Collected data:
---

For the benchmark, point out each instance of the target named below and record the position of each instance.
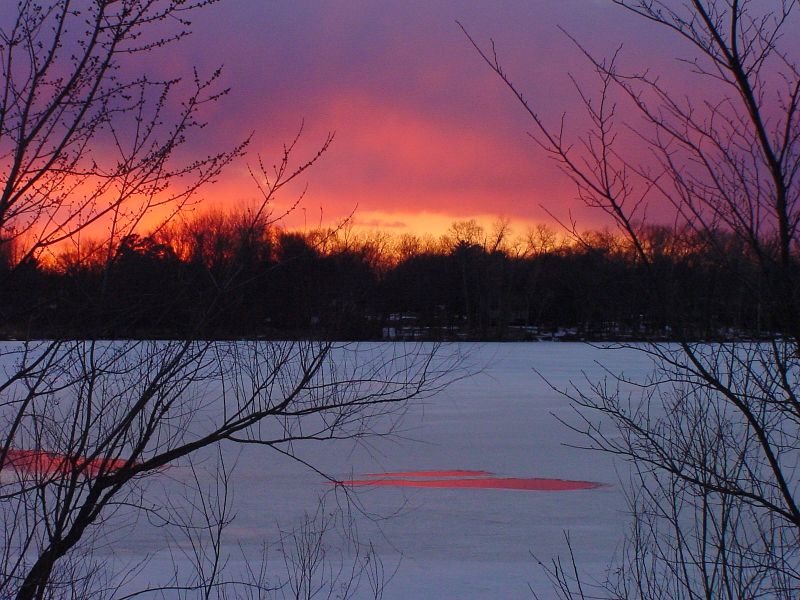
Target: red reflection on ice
(496, 483)
(39, 462)
(456, 473)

---

== REQUEST ==
Write out every line of the listing above word for word, leaving the pictures out.

== PROBLEM SOLUTION ==
For the benchmark, point out each instance of the target named below and record the position of each instance.
Target: red reflection on ice
(496, 483)
(39, 462)
(456, 473)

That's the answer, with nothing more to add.